EXTRACT:
The Endangered Species Act prohibits the harm and harassment of protected species and damage or destruction to their habitat.

You may need an overall benefit permit to perform an activity that is not otherwise allowed under the Endangered Species Act. The overall benefit permit authorizes a person, company or organization to perform the activity, as long as you provide an overall benefit to the species in Ontario.

You may need an overall benefit permit if:

  • your activity is not for the protection or recovery of a species at risk
  • your activity is not for the protection of human health or safety
  • your activity will not provide a significant social or economic benefit to Ontario
  • you are not a band (as defined in the federal Indian Act), a tribal council, or an organization that represents a territorially-based Aboriginal community

Read about other kinds of permits and authorizations


You will need an overall benefit permit for activities such as:

  • building a housing development in the habitat of eastern prairie fringed-orchid
  • cutting down American chestnut trees to build a trail through private property
  • building a highway through the habitat of eastern foxsnake


When you get an overall benefit permit, you need to meet certain conditions such as:

  • impact monitoring (the collection and summary of scientific data on the effects of the authorized activity on the species), with the goal of better predicting the effects of particular activities on species at risk
  • effectiveness monitoring (the collection and summary of scientific data on the success of steps taken to minimize adverse effects on the species and achieve an overall benefit), with the goal of more successful measures over time
  • supplementary actions (specific action(s) to be taken if measures to minimize adverse effects or achieve an overall benefit are not successful)
  • requirements for scheduled submission of reports to the Ministry of the Environment, Conservation and Parks, to show compliance with the permit and provide updates on the status of the activity and the results of impact and effectiveness monitoring efforts


  • an overall benefit to the species will be achieved within a reasonable time frame through the requirements imposed by the conditions of the permit
  • reasonable alternatives have been considered, including alternatives that would not adversely affect the species, and the best alternative has been chosen
  • reasonable steps to minimize adverse effects on the species are required by the conditions of the permit

The Endangered Species Act also requires that the Minister of the Environment, Conservation and Parks consider any government response statement for the species that would be specified in the permit, before it can be issued.

Requirement: achieve overall benefit

Providing an overall benefit to a species means undertaking actions that contribute to improving the circumstances for the species. It must include more than steps to minimize adverse effects on the species or habitats.

DATA EXCERPTS:
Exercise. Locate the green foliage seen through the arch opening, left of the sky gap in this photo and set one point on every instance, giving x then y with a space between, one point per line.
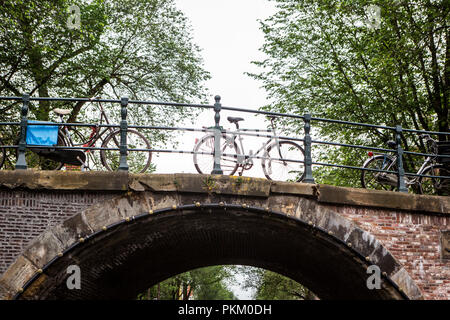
199 284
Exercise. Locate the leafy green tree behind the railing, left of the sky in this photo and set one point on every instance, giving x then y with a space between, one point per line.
136 48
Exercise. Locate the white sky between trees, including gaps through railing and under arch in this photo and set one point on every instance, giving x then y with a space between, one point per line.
228 33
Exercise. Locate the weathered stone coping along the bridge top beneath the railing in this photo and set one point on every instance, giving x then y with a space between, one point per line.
196 183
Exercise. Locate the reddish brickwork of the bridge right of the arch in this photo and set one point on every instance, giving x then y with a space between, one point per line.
414 239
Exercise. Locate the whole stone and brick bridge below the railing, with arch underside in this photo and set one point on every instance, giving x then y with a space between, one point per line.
128 232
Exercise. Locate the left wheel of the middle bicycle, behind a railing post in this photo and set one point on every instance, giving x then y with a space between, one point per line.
204 163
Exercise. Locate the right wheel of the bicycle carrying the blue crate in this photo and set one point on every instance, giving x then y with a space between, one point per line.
138 161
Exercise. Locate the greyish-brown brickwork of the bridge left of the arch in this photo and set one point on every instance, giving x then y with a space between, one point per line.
26 214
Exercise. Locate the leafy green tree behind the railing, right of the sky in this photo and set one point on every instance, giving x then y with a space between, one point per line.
323 57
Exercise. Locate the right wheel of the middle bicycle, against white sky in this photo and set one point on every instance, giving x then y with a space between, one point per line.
284 164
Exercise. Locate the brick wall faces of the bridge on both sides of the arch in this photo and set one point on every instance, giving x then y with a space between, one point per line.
414 239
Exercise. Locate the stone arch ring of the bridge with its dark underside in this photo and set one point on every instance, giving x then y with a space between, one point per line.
136 240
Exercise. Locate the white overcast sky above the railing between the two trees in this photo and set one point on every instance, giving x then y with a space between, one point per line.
229 35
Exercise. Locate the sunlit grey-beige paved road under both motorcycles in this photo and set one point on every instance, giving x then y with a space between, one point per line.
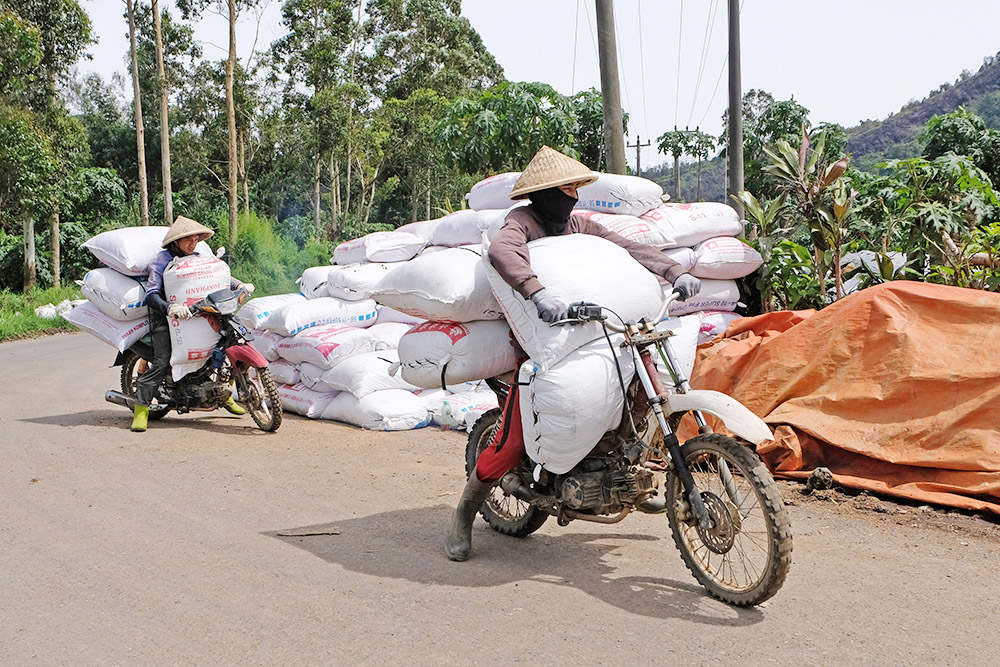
164 548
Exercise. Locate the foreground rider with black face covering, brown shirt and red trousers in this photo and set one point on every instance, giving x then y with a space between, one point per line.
550 182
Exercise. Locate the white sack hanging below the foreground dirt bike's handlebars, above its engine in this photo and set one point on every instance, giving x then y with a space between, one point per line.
567 409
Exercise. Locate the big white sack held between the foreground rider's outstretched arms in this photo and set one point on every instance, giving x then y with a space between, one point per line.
576 267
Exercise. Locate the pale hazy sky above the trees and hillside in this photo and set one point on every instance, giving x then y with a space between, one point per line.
846 61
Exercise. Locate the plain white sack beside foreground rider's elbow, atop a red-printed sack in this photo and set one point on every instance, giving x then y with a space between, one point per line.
448 286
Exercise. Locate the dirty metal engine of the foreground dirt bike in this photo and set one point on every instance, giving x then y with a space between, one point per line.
607 490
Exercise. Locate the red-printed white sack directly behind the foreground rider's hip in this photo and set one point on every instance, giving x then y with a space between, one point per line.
436 353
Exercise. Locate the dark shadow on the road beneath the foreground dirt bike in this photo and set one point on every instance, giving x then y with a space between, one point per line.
409 544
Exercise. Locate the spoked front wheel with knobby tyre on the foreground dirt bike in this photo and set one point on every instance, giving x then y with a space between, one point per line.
744 556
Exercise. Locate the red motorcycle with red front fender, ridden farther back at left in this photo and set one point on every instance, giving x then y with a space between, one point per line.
233 364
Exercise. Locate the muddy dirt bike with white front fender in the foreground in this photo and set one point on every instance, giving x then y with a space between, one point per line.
724 509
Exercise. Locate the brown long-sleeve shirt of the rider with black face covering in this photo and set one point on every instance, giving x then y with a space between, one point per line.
510 257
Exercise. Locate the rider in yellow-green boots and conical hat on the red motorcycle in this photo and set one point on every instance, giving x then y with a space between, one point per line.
180 240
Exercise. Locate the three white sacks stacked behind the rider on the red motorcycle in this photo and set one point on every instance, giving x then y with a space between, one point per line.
115 310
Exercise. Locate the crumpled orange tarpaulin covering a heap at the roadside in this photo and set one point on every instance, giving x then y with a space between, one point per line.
895 389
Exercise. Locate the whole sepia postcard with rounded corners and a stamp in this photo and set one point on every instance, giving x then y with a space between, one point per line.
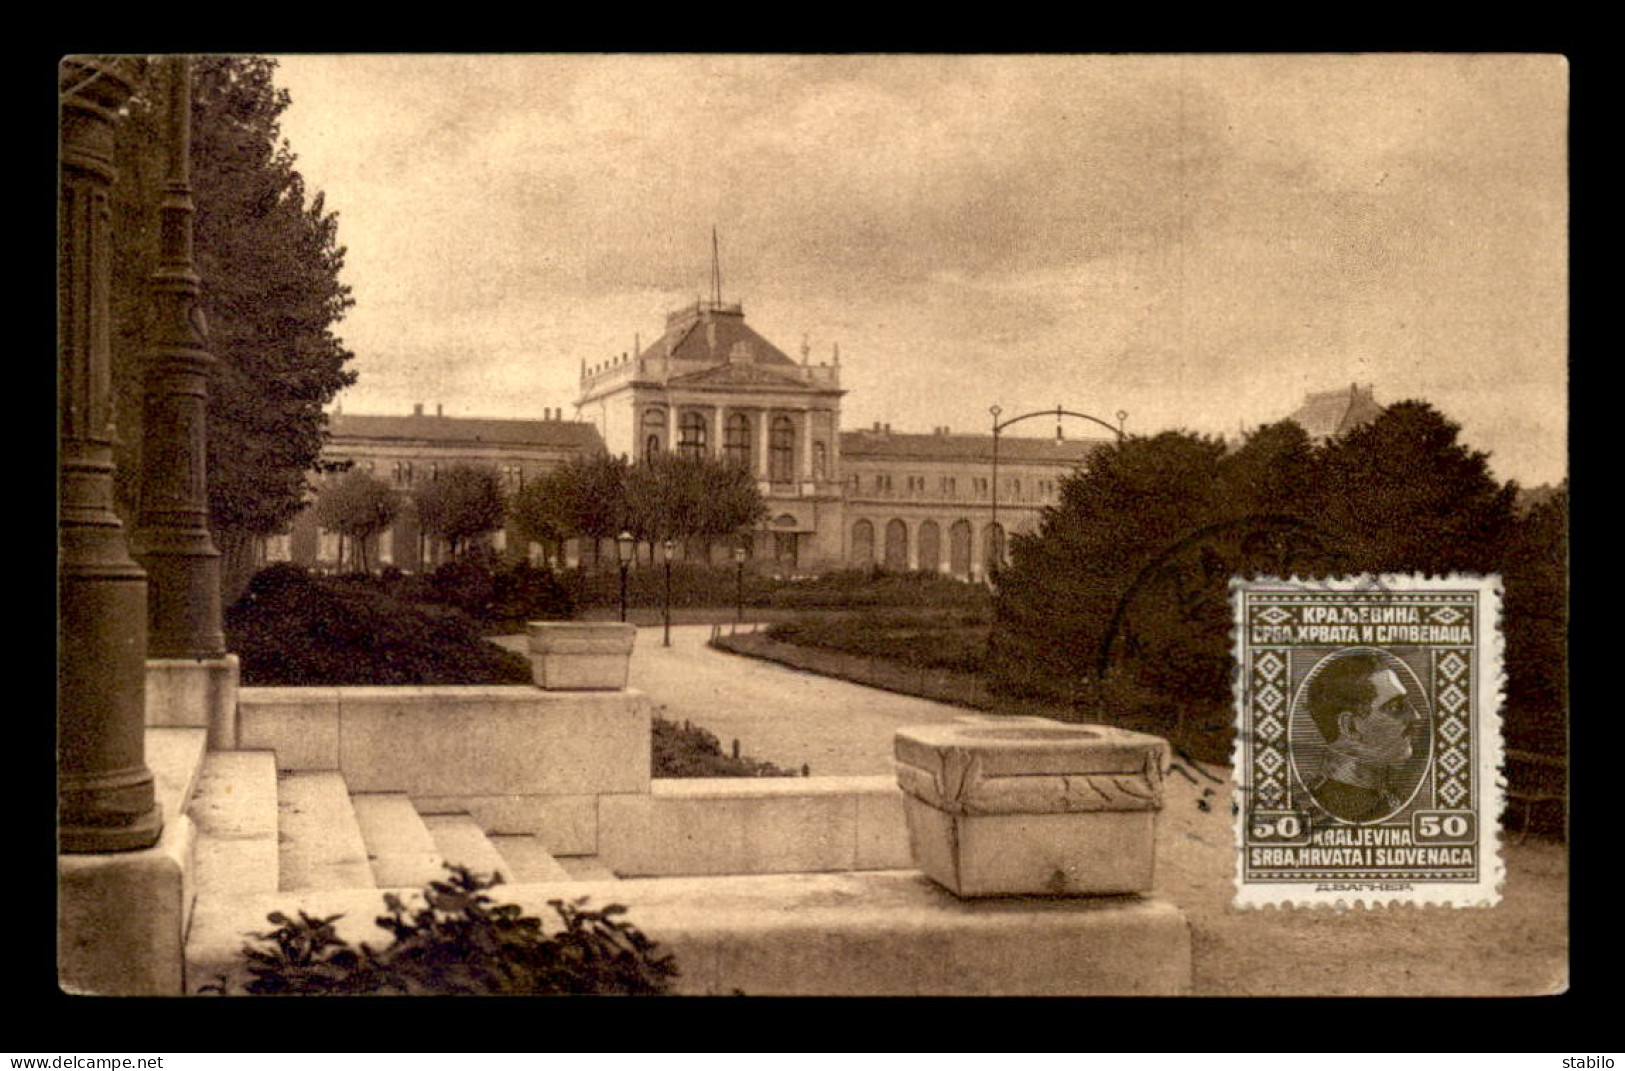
813 526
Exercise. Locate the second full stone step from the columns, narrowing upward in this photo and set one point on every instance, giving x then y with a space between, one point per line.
321 839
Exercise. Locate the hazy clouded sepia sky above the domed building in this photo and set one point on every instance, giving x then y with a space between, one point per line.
1197 241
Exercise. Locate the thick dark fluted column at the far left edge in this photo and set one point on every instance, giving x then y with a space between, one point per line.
105 789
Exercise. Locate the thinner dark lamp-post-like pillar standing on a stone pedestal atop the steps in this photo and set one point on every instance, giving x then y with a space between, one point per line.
171 539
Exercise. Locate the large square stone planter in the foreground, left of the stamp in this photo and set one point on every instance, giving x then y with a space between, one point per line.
1033 809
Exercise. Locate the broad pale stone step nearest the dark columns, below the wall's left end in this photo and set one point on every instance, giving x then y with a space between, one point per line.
235 812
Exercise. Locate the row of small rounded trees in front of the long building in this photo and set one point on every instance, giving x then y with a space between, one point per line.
589 498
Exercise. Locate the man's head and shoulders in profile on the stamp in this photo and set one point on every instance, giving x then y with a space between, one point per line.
1369 722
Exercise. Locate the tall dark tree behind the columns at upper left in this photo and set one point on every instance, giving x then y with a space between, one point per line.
269 261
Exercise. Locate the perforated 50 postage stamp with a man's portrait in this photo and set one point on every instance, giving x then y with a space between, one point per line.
1369 742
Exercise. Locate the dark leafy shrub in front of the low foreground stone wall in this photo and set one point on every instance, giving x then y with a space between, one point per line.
459 943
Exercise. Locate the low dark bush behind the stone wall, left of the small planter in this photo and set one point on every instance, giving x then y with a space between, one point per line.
298 630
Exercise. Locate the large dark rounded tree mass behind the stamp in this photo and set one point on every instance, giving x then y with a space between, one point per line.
1124 589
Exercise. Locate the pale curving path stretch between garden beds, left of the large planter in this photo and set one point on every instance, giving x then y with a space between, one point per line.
778 714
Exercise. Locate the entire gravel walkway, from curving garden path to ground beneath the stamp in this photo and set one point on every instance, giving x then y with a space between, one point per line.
1517 948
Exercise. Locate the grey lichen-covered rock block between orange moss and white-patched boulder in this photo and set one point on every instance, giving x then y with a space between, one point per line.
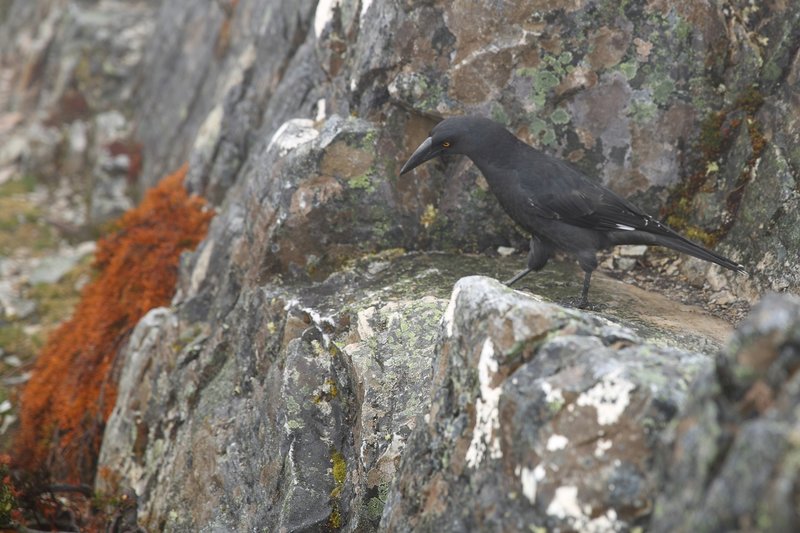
293 413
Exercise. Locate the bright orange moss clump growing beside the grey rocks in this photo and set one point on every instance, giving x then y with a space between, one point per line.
72 391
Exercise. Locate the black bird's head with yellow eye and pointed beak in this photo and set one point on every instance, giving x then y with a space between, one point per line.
455 135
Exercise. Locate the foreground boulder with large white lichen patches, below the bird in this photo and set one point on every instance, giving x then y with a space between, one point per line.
539 416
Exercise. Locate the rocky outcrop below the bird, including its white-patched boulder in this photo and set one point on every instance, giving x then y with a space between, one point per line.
298 417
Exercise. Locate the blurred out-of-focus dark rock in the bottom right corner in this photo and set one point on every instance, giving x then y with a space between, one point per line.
730 459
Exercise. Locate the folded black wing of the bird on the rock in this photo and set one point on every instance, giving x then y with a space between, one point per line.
556 190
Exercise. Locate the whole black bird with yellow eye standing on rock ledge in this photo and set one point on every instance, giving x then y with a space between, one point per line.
556 203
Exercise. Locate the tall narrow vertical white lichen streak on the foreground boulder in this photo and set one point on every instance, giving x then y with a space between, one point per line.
487 418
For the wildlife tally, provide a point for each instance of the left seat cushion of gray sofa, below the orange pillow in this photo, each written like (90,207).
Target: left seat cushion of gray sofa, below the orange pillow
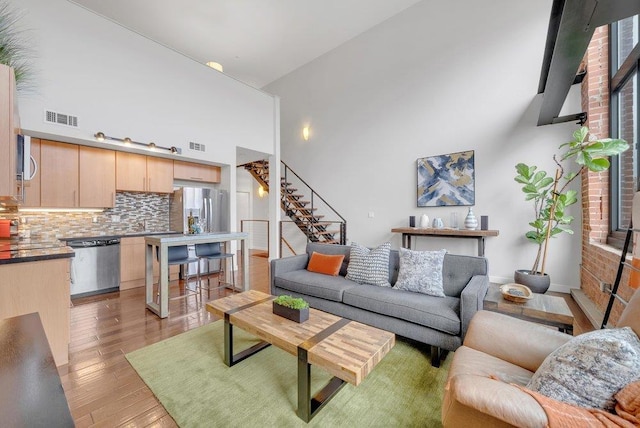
(314,284)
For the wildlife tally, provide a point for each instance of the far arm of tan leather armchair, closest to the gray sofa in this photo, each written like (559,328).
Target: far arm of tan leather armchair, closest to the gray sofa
(519,342)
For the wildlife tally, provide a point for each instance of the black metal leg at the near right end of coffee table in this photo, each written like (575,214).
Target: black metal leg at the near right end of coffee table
(308,407)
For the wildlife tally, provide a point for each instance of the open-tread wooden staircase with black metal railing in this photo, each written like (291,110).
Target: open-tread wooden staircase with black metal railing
(302,212)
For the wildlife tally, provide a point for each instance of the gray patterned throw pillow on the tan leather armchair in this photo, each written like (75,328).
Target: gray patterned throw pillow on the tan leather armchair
(590,369)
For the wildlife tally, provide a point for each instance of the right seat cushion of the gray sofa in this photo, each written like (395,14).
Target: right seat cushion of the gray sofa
(433,312)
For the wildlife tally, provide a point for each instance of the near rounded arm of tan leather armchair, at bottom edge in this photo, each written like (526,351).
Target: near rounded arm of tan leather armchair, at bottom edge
(476,401)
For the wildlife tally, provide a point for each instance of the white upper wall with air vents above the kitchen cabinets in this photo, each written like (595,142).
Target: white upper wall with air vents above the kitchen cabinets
(123,84)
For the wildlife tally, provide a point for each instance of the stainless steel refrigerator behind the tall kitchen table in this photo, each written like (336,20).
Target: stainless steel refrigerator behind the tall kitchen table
(210,210)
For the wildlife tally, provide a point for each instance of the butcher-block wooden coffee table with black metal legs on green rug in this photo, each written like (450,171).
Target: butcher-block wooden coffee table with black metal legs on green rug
(346,349)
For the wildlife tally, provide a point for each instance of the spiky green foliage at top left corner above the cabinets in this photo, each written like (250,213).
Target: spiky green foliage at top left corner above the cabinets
(13,48)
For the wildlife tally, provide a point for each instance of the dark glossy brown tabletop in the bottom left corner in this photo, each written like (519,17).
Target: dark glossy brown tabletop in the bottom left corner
(32,393)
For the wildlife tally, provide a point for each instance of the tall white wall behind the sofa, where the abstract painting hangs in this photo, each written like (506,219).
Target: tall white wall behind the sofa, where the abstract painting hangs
(439,77)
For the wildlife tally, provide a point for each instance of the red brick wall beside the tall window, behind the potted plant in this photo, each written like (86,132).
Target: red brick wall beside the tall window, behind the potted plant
(599,262)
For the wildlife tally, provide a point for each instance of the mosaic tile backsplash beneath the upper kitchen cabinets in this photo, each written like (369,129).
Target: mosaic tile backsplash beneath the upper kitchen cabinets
(136,212)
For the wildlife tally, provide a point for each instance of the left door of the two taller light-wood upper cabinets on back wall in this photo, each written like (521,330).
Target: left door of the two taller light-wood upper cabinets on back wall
(59,174)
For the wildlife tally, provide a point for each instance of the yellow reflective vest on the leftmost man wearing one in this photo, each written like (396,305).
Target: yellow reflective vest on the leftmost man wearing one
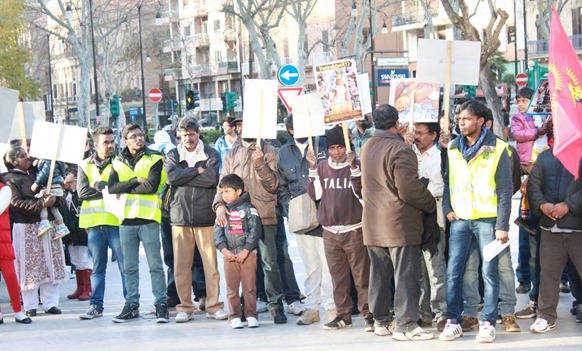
(93,212)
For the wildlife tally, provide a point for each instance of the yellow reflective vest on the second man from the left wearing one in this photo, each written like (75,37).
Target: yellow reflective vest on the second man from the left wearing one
(144,206)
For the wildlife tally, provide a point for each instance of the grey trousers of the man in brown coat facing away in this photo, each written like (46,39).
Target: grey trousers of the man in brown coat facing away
(402,263)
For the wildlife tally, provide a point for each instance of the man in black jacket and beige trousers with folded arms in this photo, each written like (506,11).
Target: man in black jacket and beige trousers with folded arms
(192,170)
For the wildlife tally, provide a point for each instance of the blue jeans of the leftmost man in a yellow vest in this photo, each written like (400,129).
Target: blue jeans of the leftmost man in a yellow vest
(98,241)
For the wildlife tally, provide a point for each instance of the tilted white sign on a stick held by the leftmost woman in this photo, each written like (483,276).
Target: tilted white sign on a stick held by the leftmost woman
(59,142)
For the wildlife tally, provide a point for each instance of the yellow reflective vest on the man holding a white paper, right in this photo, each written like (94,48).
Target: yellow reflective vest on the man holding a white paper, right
(472,184)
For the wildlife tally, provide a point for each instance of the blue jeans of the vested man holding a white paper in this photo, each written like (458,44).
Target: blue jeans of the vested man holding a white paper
(463,232)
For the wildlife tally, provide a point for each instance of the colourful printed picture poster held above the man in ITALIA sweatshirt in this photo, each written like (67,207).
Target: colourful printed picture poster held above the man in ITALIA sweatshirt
(337,86)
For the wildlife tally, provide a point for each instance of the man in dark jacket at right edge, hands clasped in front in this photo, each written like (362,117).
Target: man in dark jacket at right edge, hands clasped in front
(557,198)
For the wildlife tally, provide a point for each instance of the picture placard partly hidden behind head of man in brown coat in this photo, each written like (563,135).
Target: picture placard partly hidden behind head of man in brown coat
(426,100)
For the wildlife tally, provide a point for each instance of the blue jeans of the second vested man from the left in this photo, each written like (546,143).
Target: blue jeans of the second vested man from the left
(149,235)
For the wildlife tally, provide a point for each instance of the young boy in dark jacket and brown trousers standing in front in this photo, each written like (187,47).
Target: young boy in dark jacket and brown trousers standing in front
(238,244)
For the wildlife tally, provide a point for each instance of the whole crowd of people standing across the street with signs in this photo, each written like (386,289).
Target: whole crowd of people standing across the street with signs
(394,227)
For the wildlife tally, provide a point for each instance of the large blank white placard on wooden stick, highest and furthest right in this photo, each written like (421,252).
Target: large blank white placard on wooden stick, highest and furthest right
(432,61)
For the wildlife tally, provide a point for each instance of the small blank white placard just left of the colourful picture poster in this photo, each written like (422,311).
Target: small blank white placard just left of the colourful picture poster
(308,116)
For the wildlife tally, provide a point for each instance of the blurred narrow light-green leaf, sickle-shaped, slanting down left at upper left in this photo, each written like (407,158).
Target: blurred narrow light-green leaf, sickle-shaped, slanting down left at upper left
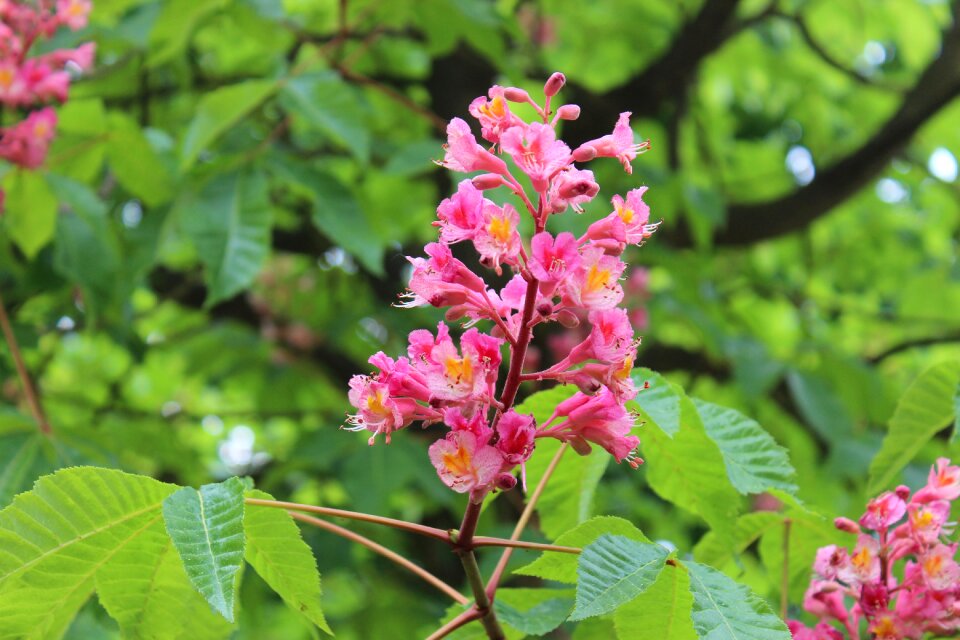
(218,111)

WHAT THIS EXERCISE ASKS:
a. In the overall benefit permit page, what must the Minister of the Environment, Conservation and Parks consider before a permit can be issued?
b. Retype the overall benefit permit page from "Requirement: achieve overall" up to and including "species or habitats.".

SOLUTIONS TO THE TASKS:
a. Any government response statement for the species that would be specified in the permit.

b.
Requirement: achieve overall benefit

Providing an overall benefit to a species means undertaking actions that contribute to improving the circumstances for the species. It must include more than steps to minimize adverse effects on the species or habitats.